(Data shown)
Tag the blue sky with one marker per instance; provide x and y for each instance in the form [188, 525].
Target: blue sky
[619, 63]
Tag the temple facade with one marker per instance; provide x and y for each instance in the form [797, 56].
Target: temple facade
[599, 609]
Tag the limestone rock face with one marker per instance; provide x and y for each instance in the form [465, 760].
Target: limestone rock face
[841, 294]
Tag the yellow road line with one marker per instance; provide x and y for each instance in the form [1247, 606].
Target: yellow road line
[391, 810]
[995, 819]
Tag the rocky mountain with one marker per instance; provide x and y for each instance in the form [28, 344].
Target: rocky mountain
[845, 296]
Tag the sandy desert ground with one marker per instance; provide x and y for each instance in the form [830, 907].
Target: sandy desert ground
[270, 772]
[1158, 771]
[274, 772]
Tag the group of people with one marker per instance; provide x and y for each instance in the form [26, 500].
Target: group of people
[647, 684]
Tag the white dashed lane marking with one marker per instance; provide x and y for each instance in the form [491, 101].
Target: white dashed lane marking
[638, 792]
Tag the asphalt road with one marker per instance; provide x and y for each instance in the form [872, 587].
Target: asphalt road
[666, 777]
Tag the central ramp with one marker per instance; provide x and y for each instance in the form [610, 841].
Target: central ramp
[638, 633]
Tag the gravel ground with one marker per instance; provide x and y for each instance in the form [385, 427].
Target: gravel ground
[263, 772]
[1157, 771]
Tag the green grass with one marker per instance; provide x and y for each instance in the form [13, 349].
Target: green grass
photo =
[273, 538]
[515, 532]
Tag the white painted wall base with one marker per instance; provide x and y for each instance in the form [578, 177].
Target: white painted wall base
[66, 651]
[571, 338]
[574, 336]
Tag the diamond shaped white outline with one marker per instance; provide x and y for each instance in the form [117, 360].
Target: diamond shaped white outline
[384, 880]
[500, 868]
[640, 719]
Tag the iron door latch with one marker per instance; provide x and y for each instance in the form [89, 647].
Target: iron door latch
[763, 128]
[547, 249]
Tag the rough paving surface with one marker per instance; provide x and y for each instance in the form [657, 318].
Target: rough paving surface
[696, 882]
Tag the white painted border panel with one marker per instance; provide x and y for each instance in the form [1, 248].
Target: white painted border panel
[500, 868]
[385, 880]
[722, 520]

* * *

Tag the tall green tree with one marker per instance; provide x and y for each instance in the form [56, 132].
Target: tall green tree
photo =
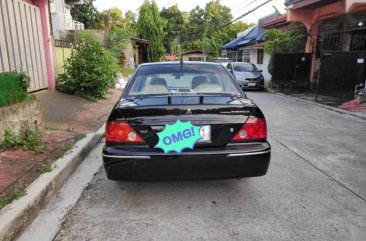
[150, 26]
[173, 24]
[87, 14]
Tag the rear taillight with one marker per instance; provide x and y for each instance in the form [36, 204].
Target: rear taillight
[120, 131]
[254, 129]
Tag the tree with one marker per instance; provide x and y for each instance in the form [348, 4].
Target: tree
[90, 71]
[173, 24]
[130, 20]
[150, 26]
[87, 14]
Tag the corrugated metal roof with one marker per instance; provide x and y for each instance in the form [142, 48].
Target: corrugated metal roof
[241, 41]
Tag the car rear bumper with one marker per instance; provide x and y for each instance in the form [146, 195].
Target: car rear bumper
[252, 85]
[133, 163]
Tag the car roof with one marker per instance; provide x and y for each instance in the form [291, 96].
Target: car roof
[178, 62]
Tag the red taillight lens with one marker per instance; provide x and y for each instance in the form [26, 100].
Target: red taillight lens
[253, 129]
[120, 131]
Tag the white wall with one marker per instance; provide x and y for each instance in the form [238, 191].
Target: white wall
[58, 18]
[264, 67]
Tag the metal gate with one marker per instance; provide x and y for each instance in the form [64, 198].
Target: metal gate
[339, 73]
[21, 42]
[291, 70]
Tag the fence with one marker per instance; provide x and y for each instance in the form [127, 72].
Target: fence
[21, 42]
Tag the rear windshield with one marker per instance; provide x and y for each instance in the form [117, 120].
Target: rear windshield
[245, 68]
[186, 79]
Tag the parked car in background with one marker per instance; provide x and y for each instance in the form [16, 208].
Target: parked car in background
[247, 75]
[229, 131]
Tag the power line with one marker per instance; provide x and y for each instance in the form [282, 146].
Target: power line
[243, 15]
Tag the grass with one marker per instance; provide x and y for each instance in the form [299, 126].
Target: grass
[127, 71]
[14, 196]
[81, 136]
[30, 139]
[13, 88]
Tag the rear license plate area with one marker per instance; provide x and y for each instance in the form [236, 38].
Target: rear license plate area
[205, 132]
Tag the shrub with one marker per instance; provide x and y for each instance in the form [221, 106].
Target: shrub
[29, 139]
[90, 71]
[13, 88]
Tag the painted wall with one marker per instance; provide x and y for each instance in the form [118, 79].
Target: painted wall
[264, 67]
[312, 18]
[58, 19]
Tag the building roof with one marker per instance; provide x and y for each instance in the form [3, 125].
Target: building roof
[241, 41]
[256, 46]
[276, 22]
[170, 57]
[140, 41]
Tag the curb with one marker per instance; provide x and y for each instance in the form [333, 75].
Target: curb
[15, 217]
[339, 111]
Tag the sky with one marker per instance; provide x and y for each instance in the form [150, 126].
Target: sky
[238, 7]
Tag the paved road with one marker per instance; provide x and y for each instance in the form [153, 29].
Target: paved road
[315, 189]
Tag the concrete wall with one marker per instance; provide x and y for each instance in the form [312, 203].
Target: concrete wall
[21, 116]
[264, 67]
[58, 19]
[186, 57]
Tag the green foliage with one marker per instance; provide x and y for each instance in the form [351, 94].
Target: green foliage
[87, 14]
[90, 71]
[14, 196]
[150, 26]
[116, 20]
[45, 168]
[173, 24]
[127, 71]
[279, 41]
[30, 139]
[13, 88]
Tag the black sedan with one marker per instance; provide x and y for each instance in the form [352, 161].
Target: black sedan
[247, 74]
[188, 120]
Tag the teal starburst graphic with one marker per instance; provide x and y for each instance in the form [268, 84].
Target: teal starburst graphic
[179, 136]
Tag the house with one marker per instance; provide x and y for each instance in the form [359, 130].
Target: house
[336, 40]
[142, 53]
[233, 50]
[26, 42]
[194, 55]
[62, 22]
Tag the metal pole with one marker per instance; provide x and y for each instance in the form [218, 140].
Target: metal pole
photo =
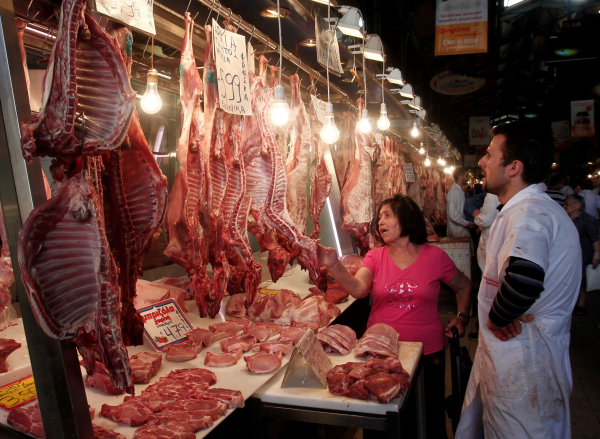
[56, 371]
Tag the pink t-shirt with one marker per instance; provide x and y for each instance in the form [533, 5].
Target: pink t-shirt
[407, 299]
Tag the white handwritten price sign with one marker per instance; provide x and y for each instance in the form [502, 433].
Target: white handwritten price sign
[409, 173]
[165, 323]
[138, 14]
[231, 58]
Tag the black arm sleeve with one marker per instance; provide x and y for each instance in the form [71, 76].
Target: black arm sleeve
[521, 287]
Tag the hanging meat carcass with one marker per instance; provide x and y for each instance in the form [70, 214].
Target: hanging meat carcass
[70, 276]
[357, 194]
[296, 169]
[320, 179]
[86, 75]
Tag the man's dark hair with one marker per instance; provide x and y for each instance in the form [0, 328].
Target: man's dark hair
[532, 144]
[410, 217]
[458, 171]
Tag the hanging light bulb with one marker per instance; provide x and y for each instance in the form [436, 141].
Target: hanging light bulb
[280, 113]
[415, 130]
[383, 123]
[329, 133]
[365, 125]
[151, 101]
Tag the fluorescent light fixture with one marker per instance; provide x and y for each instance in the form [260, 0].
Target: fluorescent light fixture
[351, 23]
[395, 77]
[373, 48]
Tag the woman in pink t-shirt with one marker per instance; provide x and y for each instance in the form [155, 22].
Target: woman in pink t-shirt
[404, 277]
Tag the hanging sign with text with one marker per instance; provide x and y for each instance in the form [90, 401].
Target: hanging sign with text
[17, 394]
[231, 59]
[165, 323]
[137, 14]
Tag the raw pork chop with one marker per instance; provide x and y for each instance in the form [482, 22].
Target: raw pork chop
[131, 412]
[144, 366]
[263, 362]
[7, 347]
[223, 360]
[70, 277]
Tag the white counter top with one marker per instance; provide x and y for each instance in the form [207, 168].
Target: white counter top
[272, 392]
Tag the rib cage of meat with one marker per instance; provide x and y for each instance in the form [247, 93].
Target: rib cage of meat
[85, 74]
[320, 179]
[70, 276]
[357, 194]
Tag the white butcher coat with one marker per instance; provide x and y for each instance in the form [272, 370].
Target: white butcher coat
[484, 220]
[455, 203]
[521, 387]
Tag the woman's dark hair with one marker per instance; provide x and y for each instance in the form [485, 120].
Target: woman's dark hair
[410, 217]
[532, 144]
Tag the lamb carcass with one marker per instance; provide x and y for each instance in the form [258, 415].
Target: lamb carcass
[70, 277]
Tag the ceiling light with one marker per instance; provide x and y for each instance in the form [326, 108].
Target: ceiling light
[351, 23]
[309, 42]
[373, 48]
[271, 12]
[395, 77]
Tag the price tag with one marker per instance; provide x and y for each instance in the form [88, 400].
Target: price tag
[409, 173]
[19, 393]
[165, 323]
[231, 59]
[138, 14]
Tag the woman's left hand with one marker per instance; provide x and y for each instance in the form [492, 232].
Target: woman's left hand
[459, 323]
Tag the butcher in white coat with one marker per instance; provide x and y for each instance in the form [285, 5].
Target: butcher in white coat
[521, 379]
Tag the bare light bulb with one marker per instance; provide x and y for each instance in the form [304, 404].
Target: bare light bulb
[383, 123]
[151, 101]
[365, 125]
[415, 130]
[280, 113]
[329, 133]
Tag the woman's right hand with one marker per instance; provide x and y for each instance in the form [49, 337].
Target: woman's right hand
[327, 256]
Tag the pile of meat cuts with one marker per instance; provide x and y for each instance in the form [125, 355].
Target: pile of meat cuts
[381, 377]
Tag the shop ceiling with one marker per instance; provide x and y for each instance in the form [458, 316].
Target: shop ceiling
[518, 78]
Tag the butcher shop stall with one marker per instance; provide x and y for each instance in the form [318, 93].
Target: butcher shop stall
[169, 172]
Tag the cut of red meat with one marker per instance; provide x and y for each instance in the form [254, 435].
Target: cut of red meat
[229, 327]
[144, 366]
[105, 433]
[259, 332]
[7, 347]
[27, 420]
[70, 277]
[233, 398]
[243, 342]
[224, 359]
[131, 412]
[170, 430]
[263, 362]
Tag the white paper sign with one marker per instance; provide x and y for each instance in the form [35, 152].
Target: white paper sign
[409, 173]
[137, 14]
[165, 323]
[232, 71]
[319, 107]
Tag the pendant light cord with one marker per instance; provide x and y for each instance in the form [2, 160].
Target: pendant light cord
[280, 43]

(Problem) Look through the listing above. Pick out each line with "pole" and copy it.

(Response to the task)
Tag the metal pole with one marker per instance; provide x and y for each instance in the form [218, 140].
Target: metal pole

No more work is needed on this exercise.